### Page extract
After not gaining much momentum from a major label debut, many wondered where Guardian would go from there. The band answered - loudly - with Fire and Love - an album that proved they were just getting warmed up with their previous album. To this day, scores of fans still name this as one of their favorite albums by Guardian.
Title: Fire and Love (Legends Remastered)
Artist: Guardian
Label: Retroactive Records
Time: 11 tracks/50:06 min.
I will come out and admit that Fire and Love is one of my all time favorite commercial metal albums. Now I know that some would argue that it is hard rock, but when this first came out in 1991 - it was metal. Guardian successfully captured what many of us saw as the perfection of "metal for the masses." You see, the 80s was a pretty cocky time. We thought our generation was perfecting everything: perfecting music, style, movies, culture, you name it. We also looked at ourselves as part of making this culture, because actually buying physical media gives you a better sense of connection to those that made the art (by voting with our limited funds). In the metal world, "we" had successfully tamed down the excess of glam and mixed in the better parts of the blues rock of the 69s/70s to create this commercial metal sound that was just rebellious enough to bug the parental units, but not out there enough to destroy the ozone layer with too much hairspray. Bands like Slaughter were on the more pop metal end of the spectrum of perfection, while bands like Guns N' Roses were on the more rebellious end of this spectrum. And the record labels knew it - they were pumping out band after band on Headbanger's Ball every week to fill this style spectrum: Hurricane, Lion, Herricane Alice, Rock City Angels, etc. In hindsight, we should have seen the death of 80s music coming because of this oversaturation... but little did we know that the 90s were coming to prove we really hadn't perfected culture - just some small pieces of it (that soon went out of style).

### Dataset records
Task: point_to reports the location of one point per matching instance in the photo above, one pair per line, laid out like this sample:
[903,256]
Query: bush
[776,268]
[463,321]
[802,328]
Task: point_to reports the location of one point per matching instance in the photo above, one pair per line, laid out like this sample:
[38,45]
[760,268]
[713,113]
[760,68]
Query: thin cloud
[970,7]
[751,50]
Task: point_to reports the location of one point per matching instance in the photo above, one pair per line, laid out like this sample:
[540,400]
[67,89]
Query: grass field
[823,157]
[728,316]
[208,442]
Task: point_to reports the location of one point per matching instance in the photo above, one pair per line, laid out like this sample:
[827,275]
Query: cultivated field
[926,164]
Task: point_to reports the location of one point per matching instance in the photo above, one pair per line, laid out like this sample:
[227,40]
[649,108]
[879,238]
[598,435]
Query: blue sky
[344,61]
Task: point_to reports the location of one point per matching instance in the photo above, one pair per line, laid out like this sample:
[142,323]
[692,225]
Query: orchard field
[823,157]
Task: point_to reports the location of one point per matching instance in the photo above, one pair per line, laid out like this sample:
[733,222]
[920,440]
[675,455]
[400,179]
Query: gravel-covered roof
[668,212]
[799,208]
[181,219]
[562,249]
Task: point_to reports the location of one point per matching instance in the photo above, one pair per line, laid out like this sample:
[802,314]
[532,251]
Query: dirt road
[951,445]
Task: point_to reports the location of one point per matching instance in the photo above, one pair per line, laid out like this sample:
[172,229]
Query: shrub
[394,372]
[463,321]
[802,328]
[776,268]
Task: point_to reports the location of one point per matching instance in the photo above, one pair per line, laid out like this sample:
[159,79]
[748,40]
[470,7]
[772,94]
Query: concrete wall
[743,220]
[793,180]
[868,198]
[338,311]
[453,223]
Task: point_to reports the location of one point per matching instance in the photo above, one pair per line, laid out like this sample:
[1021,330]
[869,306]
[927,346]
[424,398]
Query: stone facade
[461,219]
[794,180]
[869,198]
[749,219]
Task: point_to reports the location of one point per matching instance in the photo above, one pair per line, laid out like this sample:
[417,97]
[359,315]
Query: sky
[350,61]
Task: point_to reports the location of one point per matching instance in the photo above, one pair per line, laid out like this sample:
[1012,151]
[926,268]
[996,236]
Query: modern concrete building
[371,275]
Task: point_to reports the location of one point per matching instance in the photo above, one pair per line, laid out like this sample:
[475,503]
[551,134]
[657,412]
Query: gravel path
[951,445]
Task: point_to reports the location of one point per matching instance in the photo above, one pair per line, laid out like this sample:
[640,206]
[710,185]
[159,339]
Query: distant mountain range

### Complete the following
**A)** Answer these questions from the album review:
(i) Which label released the Legends Remastered edition?
(ii) In what year did Fire and Love first come out?
(iii) How many tracks does the album have?
**B)** Reproduce the passage of the album review that opens with the words "After not gaining" and closes with "11 tracks/50:06 min.".

### Responses for each task
**A)**
(i) Retroactive Records
(ii) 1991
(iii) 11 tracks

**B)**
After not gaining much momentum from a major label debut, many wondered where Guardian would go from there. The band answered - loudly - with Fire and Love - an album that proved they were just getting warmed up with their previous album. To this day, scores of fans still name this as one of their favorite albums by Guardian.
Title: Fire and Love (Legends Remastered)
Artist: Guardian
Label: Retroactive Records
Time: 11 tracks/50:06 min.